• **DIRECTIONS FOR THIS TASK**
Transcribe the listing in full, excluding any pictures.

※

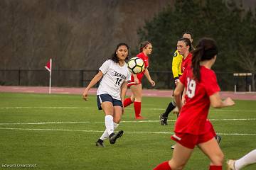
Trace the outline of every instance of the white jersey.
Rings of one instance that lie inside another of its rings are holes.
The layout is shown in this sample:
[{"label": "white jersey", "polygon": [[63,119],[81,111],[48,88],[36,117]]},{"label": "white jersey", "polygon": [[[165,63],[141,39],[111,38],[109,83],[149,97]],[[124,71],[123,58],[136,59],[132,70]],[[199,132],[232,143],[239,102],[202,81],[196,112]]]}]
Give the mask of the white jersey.
[{"label": "white jersey", "polygon": [[107,60],[100,67],[103,73],[97,95],[107,94],[113,98],[121,100],[121,86],[124,81],[128,81],[131,77],[127,64],[121,67],[112,60]]}]

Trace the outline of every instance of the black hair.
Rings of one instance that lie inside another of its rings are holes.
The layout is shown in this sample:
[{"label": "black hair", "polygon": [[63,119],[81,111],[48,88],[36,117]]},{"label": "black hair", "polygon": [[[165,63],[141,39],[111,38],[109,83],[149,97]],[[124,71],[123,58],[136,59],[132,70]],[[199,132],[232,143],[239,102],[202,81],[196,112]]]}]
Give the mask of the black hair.
[{"label": "black hair", "polygon": [[218,54],[216,42],[209,38],[200,40],[196,50],[192,51],[192,68],[194,77],[200,81],[200,62],[210,60]]},{"label": "black hair", "polygon": [[[191,35],[191,39],[193,39],[193,35],[192,35],[191,32],[190,32],[190,31],[184,31],[184,32],[183,32],[182,33],[182,37],[183,37],[183,35],[184,35],[184,34],[189,34]],[[195,50],[195,48],[193,46],[193,44],[191,42],[191,50]],[[191,50],[189,50],[189,51],[191,51]]]},{"label": "black hair", "polygon": [[121,42],[121,43],[119,43],[117,45],[117,47],[114,50],[114,52],[112,55],[111,56],[111,60],[113,60],[115,63],[119,63],[119,59],[117,57],[117,50],[118,48],[120,47],[120,46],[122,46],[122,45],[124,45],[127,47],[127,50],[128,50],[128,55],[127,57],[125,58],[125,61],[127,62],[128,60],[129,60],[129,46],[126,43],[124,43],[124,42]]},{"label": "black hair", "polygon": [[191,38],[193,39],[193,35],[192,35],[191,32],[184,31],[182,33],[182,36],[184,35],[184,34],[189,34],[191,36]]},{"label": "black hair", "polygon": [[139,52],[142,52],[143,49],[146,47],[149,44],[151,44],[149,41],[143,41],[139,44]]},{"label": "black hair", "polygon": [[181,38],[178,41],[183,41],[185,42],[186,45],[189,46],[188,51],[191,51],[192,50],[192,45],[191,42],[189,40],[188,38]]}]

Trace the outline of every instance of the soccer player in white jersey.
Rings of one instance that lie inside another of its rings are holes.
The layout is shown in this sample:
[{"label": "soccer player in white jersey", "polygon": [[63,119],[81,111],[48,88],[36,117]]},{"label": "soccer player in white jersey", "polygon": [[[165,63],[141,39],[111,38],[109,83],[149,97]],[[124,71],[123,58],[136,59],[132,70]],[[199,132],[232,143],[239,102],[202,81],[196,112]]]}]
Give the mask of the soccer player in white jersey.
[{"label": "soccer player in white jersey", "polygon": [[106,130],[96,142],[96,146],[105,147],[103,141],[110,138],[110,144],[114,144],[124,131],[114,132],[122,118],[124,112],[124,99],[127,89],[127,83],[130,79],[125,62],[128,60],[129,47],[125,43],[119,43],[112,55],[112,58],[105,61],[100,67],[99,72],[91,80],[85,89],[82,98],[87,101],[88,91],[102,78],[97,91],[97,101],[99,110],[103,110],[105,117]]}]

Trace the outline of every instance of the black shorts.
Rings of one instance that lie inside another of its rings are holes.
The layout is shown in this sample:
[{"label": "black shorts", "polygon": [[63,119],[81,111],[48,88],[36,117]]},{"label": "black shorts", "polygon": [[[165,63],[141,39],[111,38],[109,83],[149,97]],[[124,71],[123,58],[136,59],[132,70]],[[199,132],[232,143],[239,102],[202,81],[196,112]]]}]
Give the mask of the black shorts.
[{"label": "black shorts", "polygon": [[97,103],[99,110],[102,110],[101,103],[105,101],[110,101],[112,103],[113,106],[119,106],[122,108],[122,103],[120,100],[113,98],[110,95],[107,94],[97,95]]}]

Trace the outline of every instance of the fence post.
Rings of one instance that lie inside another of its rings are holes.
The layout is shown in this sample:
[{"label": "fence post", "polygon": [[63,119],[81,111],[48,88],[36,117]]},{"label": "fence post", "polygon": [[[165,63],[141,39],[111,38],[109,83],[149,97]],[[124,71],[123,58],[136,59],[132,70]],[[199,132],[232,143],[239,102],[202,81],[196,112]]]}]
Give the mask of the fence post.
[{"label": "fence post", "polygon": [[80,69],[80,86],[82,87],[83,86],[83,69]]}]

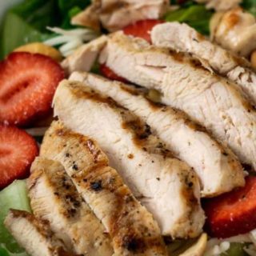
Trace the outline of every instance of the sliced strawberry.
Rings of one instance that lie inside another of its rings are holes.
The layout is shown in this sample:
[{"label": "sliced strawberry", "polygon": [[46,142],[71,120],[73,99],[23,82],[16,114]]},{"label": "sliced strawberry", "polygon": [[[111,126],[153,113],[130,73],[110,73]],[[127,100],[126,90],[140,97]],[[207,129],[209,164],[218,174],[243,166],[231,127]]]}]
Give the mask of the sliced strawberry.
[{"label": "sliced strawberry", "polygon": [[14,52],[0,62],[0,123],[23,126],[50,110],[60,65],[50,58]]},{"label": "sliced strawberry", "polygon": [[15,126],[0,126],[0,189],[27,177],[38,154],[33,137]]},{"label": "sliced strawberry", "polygon": [[100,71],[102,75],[104,75],[106,78],[111,79],[111,80],[117,80],[122,82],[127,82],[127,80],[126,78],[123,78],[122,77],[119,77],[118,74],[116,74],[114,71],[112,71],[105,64],[102,64],[100,66]]},{"label": "sliced strawberry", "polygon": [[203,202],[206,228],[213,237],[228,238],[256,228],[256,177],[246,186]]},{"label": "sliced strawberry", "polygon": [[151,42],[151,30],[154,26],[162,22],[162,21],[157,19],[146,19],[143,21],[138,21],[134,24],[128,25],[122,30],[126,34],[133,35],[137,38],[142,38],[147,42]]}]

※

• **ANSWER TO THE EXERCISE**
Trace the outline of every instance of the white jersey.
Rings of one instance that lie inside another of its rings are holes.
The layout is shown in this sample:
[{"label": "white jersey", "polygon": [[63,119],[81,111],[48,88],[36,117]]},{"label": "white jersey", "polygon": [[[165,63],[141,39],[111,38],[109,83],[149,97]],[[124,71],[123,58],[136,59],[132,70]],[[199,132],[232,143],[239,102],[202,81],[196,112]]]}]
Give the mask of the white jersey.
[{"label": "white jersey", "polygon": [[107,60],[100,67],[103,73],[97,95],[107,94],[113,98],[121,100],[121,86],[124,81],[128,81],[131,77],[127,64],[121,67],[112,60]]}]

Trace the outline of every instance of the black hair.
Rings of one instance that lie inside another of its rings are holes.
The layout is shown in this sample:
[{"label": "black hair", "polygon": [[63,119],[81,111],[48,88],[36,117]]},{"label": "black hair", "polygon": [[[165,63],[141,39],[111,38],[109,83],[149,97]],[[124,71],[123,58],[136,59],[132,70]],[[199,132],[232,143],[239,102],[202,81],[196,112]]]}]
Give the mask of the black hair.
[{"label": "black hair", "polygon": [[218,54],[216,42],[209,38],[200,40],[196,50],[192,51],[192,68],[194,77],[200,81],[200,62],[210,60]]},{"label": "black hair", "polygon": [[[191,35],[191,39],[193,39],[193,35],[192,35],[191,32],[190,32],[190,31],[184,31],[184,32],[183,32],[182,33],[182,37],[183,37],[183,35],[184,35],[184,34],[189,34]],[[195,50],[195,48],[193,46],[193,44],[191,42],[191,50]],[[191,50],[189,50],[189,51],[191,51]]]},{"label": "black hair", "polygon": [[121,42],[121,43],[119,43],[117,45],[117,47],[114,50],[114,52],[112,55],[111,56],[111,60],[113,60],[115,63],[119,63],[119,59],[117,57],[117,50],[118,48],[120,47],[120,46],[122,46],[122,45],[124,45],[127,47],[127,50],[128,50],[128,55],[127,57],[125,58],[125,61],[127,62],[128,60],[129,60],[129,46],[126,43],[124,43],[124,42]]},{"label": "black hair", "polygon": [[191,38],[193,39],[193,35],[192,35],[191,32],[184,31],[182,33],[182,36],[184,35],[184,34],[189,34],[191,36]]},{"label": "black hair", "polygon": [[139,52],[142,52],[143,49],[146,47],[149,44],[151,44],[149,41],[143,41],[139,44]]},{"label": "black hair", "polygon": [[181,38],[178,41],[183,41],[185,42],[186,45],[189,46],[188,51],[191,51],[192,50],[192,45],[191,42],[189,40],[188,38]]}]

Trace the outline of every instance of the soccer player in white jersey.
Rings of one instance that lie inside another of its rings are holes.
The layout is shown in this sample:
[{"label": "soccer player in white jersey", "polygon": [[63,119],[81,111],[48,88],[36,117]]},{"label": "soccer player in white jersey", "polygon": [[[165,63],[141,39],[111,38],[109,83],[149,97]],[[124,71],[123,58],[136,59],[132,70]],[[199,132],[232,143],[239,102],[202,81],[196,112]]]}]
Give the mask of the soccer player in white jersey.
[{"label": "soccer player in white jersey", "polygon": [[106,130],[96,142],[96,146],[105,147],[103,141],[110,138],[110,144],[114,144],[124,131],[114,132],[122,118],[124,112],[124,99],[127,89],[127,83],[130,79],[125,62],[128,60],[129,47],[125,43],[119,43],[112,55],[112,58],[105,61],[100,67],[99,72],[91,80],[85,89],[82,98],[87,101],[88,91],[102,78],[97,91],[97,101],[99,110],[103,110],[105,117]]}]

Trace the outline of every instance of the black shorts.
Rings of one instance that lie inside another of its rings are holes.
The layout is shown in this sample:
[{"label": "black shorts", "polygon": [[63,119],[81,111],[48,88],[36,117]]},{"label": "black shorts", "polygon": [[[165,63],[141,39],[111,38],[109,83],[149,97]],[[124,71],[123,58],[136,59],[132,70]],[[199,132],[232,143],[239,102],[202,81],[196,112]]]}]
Give the mask of the black shorts.
[{"label": "black shorts", "polygon": [[97,103],[99,110],[102,110],[101,103],[105,101],[110,101],[112,103],[113,106],[119,106],[122,108],[122,103],[120,100],[113,98],[110,95],[107,94],[97,95]]}]

Trace the outline of every instance of the fence post.
Rings of one instance that lie inside another of its rings are holes.
The layout is shown in this sample:
[{"label": "fence post", "polygon": [[63,119],[81,111],[48,88],[36,117]]},{"label": "fence post", "polygon": [[[165,63],[141,39],[111,38],[109,83],[149,97]],[[124,71],[123,58],[136,59],[132,70]],[[199,132],[232,143],[239,102],[202,81],[196,112]]]}]
Give the mask of the fence post.
[{"label": "fence post", "polygon": [[80,69],[80,86],[82,87],[83,86],[83,69]]}]

Trace the outline of every instance of the sliced strawberry.
Rings of one instance that lie inside another of its rings are holes.
The layout is shown in this sample:
[{"label": "sliced strawberry", "polygon": [[46,142],[71,120],[73,99],[23,82],[16,114]]},{"label": "sliced strawberry", "polygon": [[[111,126],[153,113],[130,73],[110,73]],[[127,100],[126,90],[140,97]],[[207,129],[209,164],[218,174],[243,166],[231,127]]]}]
Give the mask of the sliced strawberry.
[{"label": "sliced strawberry", "polygon": [[14,52],[0,62],[0,123],[23,126],[50,110],[60,65],[50,58]]},{"label": "sliced strawberry", "polygon": [[15,126],[0,126],[0,189],[27,177],[38,154],[33,137]]},{"label": "sliced strawberry", "polygon": [[100,71],[102,75],[104,75],[106,78],[111,79],[111,80],[117,80],[122,82],[127,82],[127,80],[126,78],[123,78],[122,77],[119,77],[118,74],[116,74],[114,71],[112,71],[105,64],[102,64],[100,66]]},{"label": "sliced strawberry", "polygon": [[203,202],[206,228],[213,237],[228,238],[256,228],[256,177],[246,186]]},{"label": "sliced strawberry", "polygon": [[151,42],[151,30],[154,26],[162,22],[162,21],[157,19],[146,19],[143,21],[138,21],[134,24],[128,25],[122,30],[126,34],[133,35],[137,38],[142,38],[147,42]]}]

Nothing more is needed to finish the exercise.